__Text shown__.
■ ■ ■

Skip to content

Application of rejection sampling and markov chain monte carlo (MCMC) algorithms to approximate bayesian computation (ABC). The project includes application of ABC to model the pharmacokinetics of theophylline.

License

Notifications You must be signed in to change notification settings

nifleisch/approximate-bayesian-computation

Repository files navigation

Approximate Bayesian Computation

This was the final project for the stochastic simulation course I took during my exchange semester at EPFL in the Winter semester of 2023/2024, in collaboration with Hadi Hammoud. In this project, we implemented and compared two Approximate Bayesian Computation (ABC) methods on two problems, one of which involved modeling the concentration of theophylline in the blood. Additionally, we developed two approaches for efficient Monte Carlo estimation of the expected theophylline concentration under a given stochastic model.

Methods

ABC-Rejection

Let us start with the most simple ABC rejection algorithm. The algorithm begins by sampling potential parameters, denoted as θ∗, from the prior distribution π(θ). A data sample, D∗, is then generated based on these candidate parameters θ∗. The algorithm evaluates the similarity between the generated data and the observed data, D, using a predefined discrepancy metric, ρ(·, ·), and a tolerance value, ε. In the acceptance or rejection step, candidate parameters are considered samples from the posterior distribution if the simulated data closely matches the observed data according to the chosen discrepancy metric, ρ(·, ·), and the tolerance, ε. If there is no match, a new candidate is drawn from the prior distribution. This process is repeated until a sufficiently large sample size, N, approximately following the posterior distribution, is obtained.

■ ■ ■

__Records__.

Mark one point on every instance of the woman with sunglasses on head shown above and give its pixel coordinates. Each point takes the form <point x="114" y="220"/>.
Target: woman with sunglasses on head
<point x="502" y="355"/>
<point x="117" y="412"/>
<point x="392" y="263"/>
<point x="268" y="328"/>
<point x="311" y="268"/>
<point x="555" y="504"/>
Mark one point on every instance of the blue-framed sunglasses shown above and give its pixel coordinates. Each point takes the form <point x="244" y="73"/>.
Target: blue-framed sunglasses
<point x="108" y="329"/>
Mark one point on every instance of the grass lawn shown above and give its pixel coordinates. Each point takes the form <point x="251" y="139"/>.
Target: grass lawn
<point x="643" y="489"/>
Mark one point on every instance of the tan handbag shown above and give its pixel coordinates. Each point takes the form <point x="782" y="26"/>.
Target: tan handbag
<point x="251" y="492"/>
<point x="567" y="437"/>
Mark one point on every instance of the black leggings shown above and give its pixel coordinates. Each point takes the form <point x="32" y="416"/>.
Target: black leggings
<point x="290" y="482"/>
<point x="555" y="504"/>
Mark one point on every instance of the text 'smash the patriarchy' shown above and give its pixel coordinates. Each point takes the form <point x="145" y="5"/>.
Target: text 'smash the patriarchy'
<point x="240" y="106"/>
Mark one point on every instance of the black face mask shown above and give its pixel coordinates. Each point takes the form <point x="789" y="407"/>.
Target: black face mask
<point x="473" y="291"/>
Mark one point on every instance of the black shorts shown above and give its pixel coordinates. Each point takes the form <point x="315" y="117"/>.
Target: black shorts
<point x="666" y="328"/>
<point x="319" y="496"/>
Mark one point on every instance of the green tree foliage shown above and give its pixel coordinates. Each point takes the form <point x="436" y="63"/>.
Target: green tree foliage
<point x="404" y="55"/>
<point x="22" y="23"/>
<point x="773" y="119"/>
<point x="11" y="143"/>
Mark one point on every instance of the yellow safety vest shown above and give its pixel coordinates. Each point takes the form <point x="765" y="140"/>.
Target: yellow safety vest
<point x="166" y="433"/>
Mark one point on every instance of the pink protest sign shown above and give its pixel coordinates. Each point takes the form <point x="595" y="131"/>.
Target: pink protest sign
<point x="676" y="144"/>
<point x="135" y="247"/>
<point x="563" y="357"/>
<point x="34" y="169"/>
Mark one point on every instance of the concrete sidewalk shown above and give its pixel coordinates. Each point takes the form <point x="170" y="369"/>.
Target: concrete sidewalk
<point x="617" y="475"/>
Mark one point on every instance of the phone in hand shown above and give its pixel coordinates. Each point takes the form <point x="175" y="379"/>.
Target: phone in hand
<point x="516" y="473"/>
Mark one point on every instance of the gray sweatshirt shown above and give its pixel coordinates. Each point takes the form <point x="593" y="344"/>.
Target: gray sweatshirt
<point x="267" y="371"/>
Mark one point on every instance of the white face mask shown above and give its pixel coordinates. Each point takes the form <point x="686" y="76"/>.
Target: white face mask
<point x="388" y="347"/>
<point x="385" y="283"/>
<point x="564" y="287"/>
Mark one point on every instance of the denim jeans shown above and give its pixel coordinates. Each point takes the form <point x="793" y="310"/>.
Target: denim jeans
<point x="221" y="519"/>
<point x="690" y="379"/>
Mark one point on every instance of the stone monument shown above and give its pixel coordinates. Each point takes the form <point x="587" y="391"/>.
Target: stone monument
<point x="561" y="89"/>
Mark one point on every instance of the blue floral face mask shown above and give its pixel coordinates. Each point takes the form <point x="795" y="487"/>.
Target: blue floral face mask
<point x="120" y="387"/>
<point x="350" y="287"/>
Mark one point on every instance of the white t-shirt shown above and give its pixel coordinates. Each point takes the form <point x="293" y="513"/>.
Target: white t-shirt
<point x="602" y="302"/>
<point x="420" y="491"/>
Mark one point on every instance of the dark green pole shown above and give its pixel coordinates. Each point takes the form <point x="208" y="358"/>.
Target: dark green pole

■ ■ ■

__Task item A__. Please output the passage from the project page verbatim, starting with "nifleisch/approximate-bayesian-computation" and going on through "given stochastic model.".
__Task item B__.
Answer these from the project page:
(i) Whose concentration in the blood did one of the two problems model?
(ii) At which institution was the exchange semester spent?
(iii) What symbol denotes the prior distribution?

__Exercise answer A__.
nifleisch/approximate-bayesian-computation

Repository files navigation

Approximate Bayesian Computation

This was the final project for the stochastic simulation course I took during my exchange semester at EPFL in the Winter semester of 2023/2024, in collaboration with Hadi Hammoud. In this project, we implemented and compared two Approximate Bayesian Computation (ABC) methods on two problems, one of which involved modeling the concentration of theophylline in the blood. Additionally, we developed two approaches for efficient Monte Carlo estimation of the expected theophylline concentration under a given stochastic model.

__Exercise answer B__.
(i) Theophylline
(ii) EPFL
(iii) π(θ)